### [To be done]
Write out the material below again, unchanged.

Point placement records:
------

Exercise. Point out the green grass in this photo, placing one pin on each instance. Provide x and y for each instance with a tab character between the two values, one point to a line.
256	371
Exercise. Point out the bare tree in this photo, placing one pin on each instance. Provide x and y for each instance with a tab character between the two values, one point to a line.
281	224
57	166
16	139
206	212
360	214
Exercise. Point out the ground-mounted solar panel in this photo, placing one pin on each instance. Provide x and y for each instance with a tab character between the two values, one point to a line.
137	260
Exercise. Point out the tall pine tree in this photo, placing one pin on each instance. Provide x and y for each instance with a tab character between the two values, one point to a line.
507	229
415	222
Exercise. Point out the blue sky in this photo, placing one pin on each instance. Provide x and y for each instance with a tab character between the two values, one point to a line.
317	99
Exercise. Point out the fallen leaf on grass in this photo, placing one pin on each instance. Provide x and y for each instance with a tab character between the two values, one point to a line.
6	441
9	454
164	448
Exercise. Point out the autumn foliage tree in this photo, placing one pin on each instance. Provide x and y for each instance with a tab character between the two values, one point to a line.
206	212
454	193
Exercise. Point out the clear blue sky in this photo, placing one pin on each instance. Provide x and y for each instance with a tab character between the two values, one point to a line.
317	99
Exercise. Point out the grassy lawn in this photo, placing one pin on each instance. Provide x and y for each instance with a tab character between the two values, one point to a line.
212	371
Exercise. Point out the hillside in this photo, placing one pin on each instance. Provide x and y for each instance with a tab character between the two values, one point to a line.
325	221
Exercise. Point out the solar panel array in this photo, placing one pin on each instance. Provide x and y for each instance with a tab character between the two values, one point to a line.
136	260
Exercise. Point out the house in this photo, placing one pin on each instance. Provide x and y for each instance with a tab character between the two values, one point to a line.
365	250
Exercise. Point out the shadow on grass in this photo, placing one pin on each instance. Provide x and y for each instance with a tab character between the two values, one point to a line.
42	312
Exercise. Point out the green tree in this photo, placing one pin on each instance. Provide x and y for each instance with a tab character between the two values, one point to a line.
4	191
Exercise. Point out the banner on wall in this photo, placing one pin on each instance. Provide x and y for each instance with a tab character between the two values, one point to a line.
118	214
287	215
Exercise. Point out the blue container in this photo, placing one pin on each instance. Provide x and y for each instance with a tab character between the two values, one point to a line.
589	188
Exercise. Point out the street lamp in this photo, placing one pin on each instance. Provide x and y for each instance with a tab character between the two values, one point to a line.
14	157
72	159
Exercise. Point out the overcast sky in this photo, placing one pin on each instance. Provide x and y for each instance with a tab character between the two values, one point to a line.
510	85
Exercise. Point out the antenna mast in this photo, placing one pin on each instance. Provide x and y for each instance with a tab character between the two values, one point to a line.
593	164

------

### [Final result]
Exercise. Point out the green grass in this photo, placing one pin on each instance. Provide x and y for each instance with a tab character between the two values, one point to a line.
256	371
Exercise. Point out the bare tree in this photo, placing one pin on each instance. Provide x and y for each instance with a tab character between the two values, one point to a line.
281	224
57	166
16	139
206	212
360	214
Exercise. Point out the ground-mounted solar panel in this photo, placing one pin on each instance. Provide x and y for each instance with a tab character between the two values, one point to a line.
137	260
Exercise. Point out the tall pine tree in this photo, placing one pin on each instance. Provide x and y for each instance with a tab character between the two values, one point to a line.
507	229
415	222
Exercise. Point out the blue sky in this photo, placing one pin on each instance. Provide x and y for each instance with a tab character between the two values, one point to a line.
317	99
Exercise. Point out the fallen leaf on grass in this photo, placing one pin on each instance. Provide x and y for each instance with a tab character between the two values, one point to a line.
6	441
9	454
164	448
Exercise. Point out the autumn foliage tree in this photo, placing one pin on each instance. Provide x and y for each instance with a tab character between the two values, one point to a line.
206	212
454	193
Exercise. Point out the clear blue sky in this photo, placing one pin on each instance. Provide x and y for each instance with a tab character between the two values, one point to a line.
317	99
Exercise. Point out the grassy lawn in this photo, placing one pin on each instance. Provide x and y for each instance with a tab character between the two values, one point to a line.
212	371
Exercise. Point out the hillside in this photo, placing one pin on each instance. Provide x and y for each instance with a tab character between the two values, one point to a line.
325	221
Exercise. Point out the solar panel array in this photo, placing one pin on each instance. Provide x and y for each instance with a tab character between the two values, one point to a line.
136	260
Exercise. Point out the house in this photo, placing one pin on each instance. Provide x and y for each instance with a tab character between the two values, one point to a line.
365	250
Exercise. Point out the shadow on grass in this photo, placing one pin on each instance. Provide x and y for each instance with a tab character between the two values, one point to a line.
42	312
Exercise. Point out the green tree in this photo, placing one pin on each instance. Provide x and y for each instance with a tab character between the two values, one point to a line.
4	191
Exercise. Point out the banner on wall in this photo, placing one pin on each instance. Provide x and y for each instance with a tab character between the two values, one point to a line.
118	214
287	215
Exercise. Point out the blue container in this photo, placing one pin on each instance. Provide x and y for each instance with a tab character between the two values, one point to a line.
589	188
Exercise. Point out the street lamp in this photo, placing one pin on each instance. Provide x and y for each instance with a tab character between the two values, one point to a line.
14	157
72	159
Exercise. Point out the overcast sky in this photo, placing one pin on each instance. Provide x and y for each instance with a tab character between the two values, one point to a line.
510	85
Exercise. Point out the antenna mast in this photo, placing one pin on each instance. Provide x and y for each instance with a tab character between the two values, one point to a line.
593	164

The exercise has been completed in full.